> PAGE EXCERPT

*** Begin section ***

Sphenoid fungus balls: clinical presentation and long-term follow-up in 24 patients
Author: Leroux E, Valade D, Guichard JP, Herman P
Date: 6 November 2009
Fungus balls are a non-invasive form of fungal infection involving the maxillary sinus in most cases. Sphenoid sinus fungus balls (SSFB) are rare and their clinical presentation is not well described. We intended to define the clinical presentation of sphenoid fungus balls, and retrospectively reviewed 24 cases of SSFB seen at our institution over a 10-year period, identified through pathological reports. Presenting symptoms were separated into three groups: headache, rhinological and asymptomatic. Headaches were subdivided into acute and chronic, unilateral and diffuse. Radiological clues leading to diagnosis were reviewed. Prognosis was determined from medical files or by phone calls. Sixty-seven per cent of patients were female. The mean age at presentation was 65 years. Sixty-two per cent presented with headache, 36% unilateral, mainly in the first trigeminal branch territory. Rhinological symptoms were seen in 21%. In 16% of patients the SSFB was asymptomatic and found during routine tests. SSFB, even if non-invasive, did lead to recurrent bacterial infections and central nervous system complications in three patients. Of 15 patients presenting with headache, 10 were significantly improved post surgery. The prognosis is good, with no recurrence of fungal infection after a main follow-up of 2.3 years. Our study underlines that SSFB present with headaches, often unilateral and in the fronto-orbital region. Proper imaging of the sphenoid sinus is useful in patients with unexplained headache. The neurologist has to be aware of radiological clues suggesting fungal sinus infection, since surgery is the main treatment, with good prognosis and frequent resolution of headaches.

*** End section ***

> THE TASK
In the abstract on sphenoid fungus balls, what was the mean age of patients at presentation?

> DATA RECORDS
*** Begin section ***

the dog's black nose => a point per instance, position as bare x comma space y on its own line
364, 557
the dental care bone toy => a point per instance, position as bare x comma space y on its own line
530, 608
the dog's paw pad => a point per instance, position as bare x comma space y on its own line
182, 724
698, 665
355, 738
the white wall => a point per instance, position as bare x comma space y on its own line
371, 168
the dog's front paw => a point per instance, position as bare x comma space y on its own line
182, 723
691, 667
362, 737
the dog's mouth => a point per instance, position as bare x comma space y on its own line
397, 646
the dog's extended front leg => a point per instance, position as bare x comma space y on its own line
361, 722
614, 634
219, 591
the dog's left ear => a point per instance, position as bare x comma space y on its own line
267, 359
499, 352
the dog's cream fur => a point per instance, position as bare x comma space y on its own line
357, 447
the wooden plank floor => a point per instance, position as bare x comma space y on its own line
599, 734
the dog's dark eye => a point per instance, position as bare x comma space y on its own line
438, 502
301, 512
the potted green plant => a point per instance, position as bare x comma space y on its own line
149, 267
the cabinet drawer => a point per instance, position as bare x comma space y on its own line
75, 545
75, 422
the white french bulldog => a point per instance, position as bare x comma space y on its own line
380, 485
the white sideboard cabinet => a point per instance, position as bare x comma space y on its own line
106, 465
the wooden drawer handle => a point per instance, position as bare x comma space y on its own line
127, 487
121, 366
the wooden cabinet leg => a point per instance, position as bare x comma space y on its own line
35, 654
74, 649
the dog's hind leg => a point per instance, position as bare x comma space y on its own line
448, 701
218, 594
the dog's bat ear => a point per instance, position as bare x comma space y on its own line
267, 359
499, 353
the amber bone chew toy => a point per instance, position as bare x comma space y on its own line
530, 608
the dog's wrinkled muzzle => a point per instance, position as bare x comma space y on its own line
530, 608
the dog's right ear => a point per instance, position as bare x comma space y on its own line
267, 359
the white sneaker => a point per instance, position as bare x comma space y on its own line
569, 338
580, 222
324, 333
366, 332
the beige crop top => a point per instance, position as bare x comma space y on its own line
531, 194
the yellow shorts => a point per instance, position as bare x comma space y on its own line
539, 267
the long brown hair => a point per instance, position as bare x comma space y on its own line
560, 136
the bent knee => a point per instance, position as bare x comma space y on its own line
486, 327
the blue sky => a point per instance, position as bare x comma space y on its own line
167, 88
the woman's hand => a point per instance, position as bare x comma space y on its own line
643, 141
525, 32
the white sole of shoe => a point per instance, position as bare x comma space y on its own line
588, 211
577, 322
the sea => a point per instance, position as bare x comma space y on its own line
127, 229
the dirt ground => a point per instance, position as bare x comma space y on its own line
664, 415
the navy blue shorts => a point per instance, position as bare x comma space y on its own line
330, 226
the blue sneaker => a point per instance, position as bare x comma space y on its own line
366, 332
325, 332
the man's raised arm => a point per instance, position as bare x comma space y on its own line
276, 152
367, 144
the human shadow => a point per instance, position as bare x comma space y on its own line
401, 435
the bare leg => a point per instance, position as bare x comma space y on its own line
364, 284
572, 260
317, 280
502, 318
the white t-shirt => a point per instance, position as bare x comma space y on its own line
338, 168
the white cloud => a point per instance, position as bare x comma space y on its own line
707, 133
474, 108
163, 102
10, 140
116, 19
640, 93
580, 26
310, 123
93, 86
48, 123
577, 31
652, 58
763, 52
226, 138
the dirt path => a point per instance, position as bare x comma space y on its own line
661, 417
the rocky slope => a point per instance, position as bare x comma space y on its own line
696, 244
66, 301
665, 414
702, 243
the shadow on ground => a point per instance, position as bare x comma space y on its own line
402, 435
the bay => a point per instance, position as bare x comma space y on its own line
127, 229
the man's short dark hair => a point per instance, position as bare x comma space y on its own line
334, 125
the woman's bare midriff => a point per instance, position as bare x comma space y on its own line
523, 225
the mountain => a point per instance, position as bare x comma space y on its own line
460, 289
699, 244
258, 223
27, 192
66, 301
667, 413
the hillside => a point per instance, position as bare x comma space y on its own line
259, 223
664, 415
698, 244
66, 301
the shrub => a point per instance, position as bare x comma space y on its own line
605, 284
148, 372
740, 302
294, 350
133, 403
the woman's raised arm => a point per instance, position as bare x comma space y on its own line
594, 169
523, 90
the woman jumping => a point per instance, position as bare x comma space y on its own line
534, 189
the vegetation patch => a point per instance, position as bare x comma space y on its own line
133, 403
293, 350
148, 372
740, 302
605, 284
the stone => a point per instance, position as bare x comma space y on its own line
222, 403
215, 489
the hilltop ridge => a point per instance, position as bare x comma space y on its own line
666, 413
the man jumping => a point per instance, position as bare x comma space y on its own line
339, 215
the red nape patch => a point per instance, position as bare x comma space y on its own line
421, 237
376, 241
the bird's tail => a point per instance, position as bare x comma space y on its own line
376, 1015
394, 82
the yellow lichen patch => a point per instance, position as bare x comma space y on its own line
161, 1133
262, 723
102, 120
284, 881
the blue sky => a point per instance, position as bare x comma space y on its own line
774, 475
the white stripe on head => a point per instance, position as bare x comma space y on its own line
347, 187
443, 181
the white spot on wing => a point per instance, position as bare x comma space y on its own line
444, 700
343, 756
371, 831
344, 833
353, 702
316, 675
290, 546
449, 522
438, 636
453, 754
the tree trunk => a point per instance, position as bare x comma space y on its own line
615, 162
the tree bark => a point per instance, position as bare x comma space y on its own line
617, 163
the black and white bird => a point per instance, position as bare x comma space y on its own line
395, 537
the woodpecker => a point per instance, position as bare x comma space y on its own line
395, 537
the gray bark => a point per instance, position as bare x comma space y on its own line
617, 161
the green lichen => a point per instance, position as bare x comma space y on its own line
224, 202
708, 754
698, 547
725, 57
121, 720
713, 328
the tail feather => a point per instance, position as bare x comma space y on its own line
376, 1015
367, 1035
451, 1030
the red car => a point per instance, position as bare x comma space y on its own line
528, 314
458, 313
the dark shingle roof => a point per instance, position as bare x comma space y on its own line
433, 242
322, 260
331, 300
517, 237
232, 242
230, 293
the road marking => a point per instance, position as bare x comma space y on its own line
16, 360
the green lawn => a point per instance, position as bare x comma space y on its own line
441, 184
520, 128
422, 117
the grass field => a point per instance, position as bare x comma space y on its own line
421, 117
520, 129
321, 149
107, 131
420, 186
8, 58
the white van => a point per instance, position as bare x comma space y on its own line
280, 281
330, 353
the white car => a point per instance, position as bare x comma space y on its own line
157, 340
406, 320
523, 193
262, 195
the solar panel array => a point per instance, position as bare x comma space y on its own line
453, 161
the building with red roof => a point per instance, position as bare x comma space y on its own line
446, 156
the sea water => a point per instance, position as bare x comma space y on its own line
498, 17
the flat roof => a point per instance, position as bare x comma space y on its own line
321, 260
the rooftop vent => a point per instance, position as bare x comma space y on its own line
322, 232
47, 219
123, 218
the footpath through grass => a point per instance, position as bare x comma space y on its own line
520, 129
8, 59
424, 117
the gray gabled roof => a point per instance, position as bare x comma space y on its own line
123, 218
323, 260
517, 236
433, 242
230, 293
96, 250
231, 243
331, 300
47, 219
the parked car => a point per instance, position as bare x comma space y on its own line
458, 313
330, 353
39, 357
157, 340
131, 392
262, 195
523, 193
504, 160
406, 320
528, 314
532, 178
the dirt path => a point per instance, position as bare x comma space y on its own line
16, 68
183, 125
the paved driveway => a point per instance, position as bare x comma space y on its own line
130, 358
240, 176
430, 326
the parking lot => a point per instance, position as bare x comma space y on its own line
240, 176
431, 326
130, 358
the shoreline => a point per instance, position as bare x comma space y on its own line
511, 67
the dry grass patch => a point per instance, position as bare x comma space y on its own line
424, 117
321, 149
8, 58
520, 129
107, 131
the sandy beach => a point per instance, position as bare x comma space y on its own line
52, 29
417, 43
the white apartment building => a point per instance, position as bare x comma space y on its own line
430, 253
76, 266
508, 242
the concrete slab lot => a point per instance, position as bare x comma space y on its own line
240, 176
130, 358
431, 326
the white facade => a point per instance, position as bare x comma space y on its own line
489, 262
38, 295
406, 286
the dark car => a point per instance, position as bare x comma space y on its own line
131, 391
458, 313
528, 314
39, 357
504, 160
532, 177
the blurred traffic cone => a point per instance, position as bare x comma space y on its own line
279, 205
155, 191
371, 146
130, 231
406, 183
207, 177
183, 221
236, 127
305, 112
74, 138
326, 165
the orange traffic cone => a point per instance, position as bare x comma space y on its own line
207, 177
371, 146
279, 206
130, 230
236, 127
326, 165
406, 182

*** End section ***

> OUTPUT BELOW
65 years.